Records from a collection
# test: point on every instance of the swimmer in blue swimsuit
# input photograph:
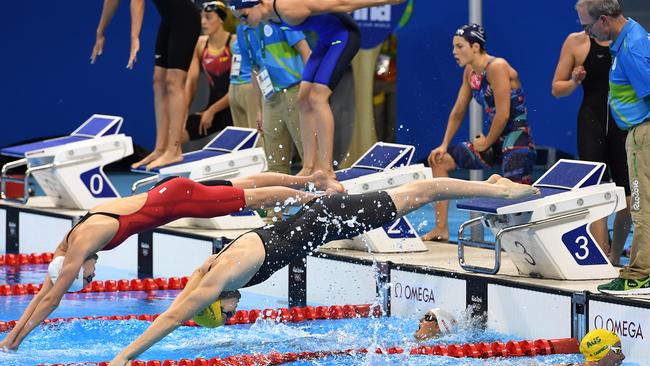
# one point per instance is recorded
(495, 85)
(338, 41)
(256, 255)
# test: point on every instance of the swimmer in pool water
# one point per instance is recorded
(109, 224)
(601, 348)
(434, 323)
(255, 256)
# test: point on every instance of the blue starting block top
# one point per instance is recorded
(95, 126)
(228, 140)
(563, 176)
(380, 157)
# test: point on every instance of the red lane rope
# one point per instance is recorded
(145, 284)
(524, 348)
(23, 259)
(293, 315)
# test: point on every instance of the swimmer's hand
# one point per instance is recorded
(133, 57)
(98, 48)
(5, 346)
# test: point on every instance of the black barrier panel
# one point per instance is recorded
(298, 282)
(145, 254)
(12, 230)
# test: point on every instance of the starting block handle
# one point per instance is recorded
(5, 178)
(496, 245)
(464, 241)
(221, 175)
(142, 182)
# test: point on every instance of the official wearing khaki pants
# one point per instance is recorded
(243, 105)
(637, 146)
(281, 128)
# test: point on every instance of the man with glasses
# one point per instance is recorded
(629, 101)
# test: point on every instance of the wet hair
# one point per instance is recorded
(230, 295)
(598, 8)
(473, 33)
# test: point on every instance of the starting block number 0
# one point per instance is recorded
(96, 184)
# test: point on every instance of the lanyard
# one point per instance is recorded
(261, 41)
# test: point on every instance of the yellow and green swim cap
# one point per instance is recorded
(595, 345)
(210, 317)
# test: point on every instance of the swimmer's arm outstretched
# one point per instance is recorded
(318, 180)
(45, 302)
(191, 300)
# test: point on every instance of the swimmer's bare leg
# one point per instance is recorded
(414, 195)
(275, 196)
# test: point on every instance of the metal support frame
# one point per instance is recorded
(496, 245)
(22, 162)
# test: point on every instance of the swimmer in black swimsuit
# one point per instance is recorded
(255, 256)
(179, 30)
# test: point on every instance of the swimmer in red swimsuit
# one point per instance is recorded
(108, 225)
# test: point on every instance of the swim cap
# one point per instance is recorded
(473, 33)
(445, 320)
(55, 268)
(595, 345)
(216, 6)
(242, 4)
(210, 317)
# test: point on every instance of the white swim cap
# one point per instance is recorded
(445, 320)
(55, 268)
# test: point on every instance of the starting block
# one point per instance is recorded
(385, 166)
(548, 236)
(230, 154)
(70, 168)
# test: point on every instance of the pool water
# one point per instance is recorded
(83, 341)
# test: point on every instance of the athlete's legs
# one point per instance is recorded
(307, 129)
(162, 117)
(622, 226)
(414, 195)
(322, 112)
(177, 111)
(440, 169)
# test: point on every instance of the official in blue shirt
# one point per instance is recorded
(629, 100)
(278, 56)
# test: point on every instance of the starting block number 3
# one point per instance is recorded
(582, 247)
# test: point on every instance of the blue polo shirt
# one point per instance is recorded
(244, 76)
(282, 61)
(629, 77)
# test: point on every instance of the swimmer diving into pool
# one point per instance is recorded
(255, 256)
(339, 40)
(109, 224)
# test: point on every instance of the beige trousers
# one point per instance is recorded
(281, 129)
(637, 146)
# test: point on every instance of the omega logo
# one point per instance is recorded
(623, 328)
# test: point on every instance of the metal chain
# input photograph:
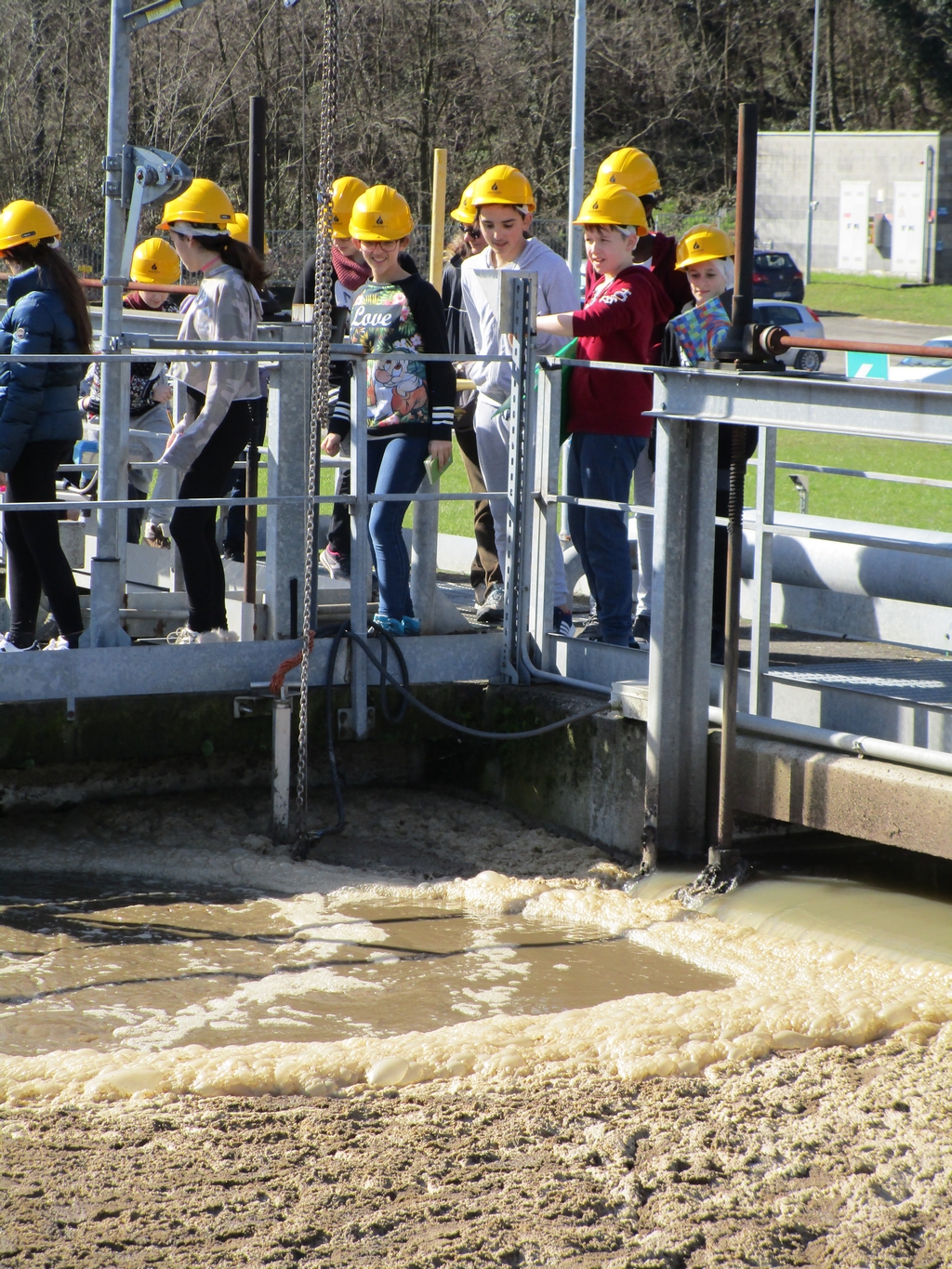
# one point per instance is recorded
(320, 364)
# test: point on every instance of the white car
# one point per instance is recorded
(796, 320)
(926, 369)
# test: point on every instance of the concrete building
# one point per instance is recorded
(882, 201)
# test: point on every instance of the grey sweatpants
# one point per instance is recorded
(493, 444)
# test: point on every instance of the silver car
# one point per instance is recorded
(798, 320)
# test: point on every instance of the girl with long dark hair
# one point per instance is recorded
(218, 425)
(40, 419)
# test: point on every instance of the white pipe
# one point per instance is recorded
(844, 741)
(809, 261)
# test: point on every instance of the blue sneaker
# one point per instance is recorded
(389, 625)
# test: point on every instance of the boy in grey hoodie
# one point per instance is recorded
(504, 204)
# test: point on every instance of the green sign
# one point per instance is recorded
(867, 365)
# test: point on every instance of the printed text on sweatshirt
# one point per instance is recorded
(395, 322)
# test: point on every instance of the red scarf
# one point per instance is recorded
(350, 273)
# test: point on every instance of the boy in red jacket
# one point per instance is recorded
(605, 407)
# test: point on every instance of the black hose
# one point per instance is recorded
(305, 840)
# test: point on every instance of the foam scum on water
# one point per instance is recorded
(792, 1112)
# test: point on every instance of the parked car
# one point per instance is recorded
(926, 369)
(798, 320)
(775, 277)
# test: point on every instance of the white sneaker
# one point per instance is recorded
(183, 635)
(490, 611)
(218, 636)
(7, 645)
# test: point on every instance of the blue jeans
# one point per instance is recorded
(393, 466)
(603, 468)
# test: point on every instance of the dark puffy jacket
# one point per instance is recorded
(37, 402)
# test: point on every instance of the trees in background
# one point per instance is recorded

(Objective)
Each line from the one containing "# test: point on every instance of the parked" to the final line of the entries above must be returned exactly, and no other line may appear.

(Response)
# test: point on every instance of the parked car
# one point per instance is recorded
(926, 369)
(798, 320)
(775, 277)
# test: point on every instance of the white sneaker
# one point per instance is recorded
(183, 635)
(490, 611)
(218, 636)
(7, 645)
# test: point on every instance of the blue jeans
# one point per instance is recorded
(393, 466)
(603, 468)
# test: point on every instance of the dark puffy jacket
# one point per instance is recorded
(37, 402)
# test: point on every instance of the trees in background
# one point per instance is recorded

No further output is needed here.